(Shape labeling items)
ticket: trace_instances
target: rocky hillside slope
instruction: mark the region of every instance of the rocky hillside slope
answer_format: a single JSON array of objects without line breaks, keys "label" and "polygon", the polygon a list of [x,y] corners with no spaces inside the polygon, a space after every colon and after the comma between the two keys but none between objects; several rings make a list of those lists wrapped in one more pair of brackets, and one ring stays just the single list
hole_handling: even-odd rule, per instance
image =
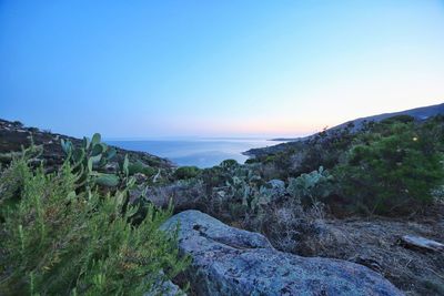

Problem requirements
Duplicate the items from their first line up to and including the line with "instruction: mark the".

Exercise result
ticket: trace_instances
target: rocky hillside slope
instruction: mark the region of every instance of the rocky hillside slope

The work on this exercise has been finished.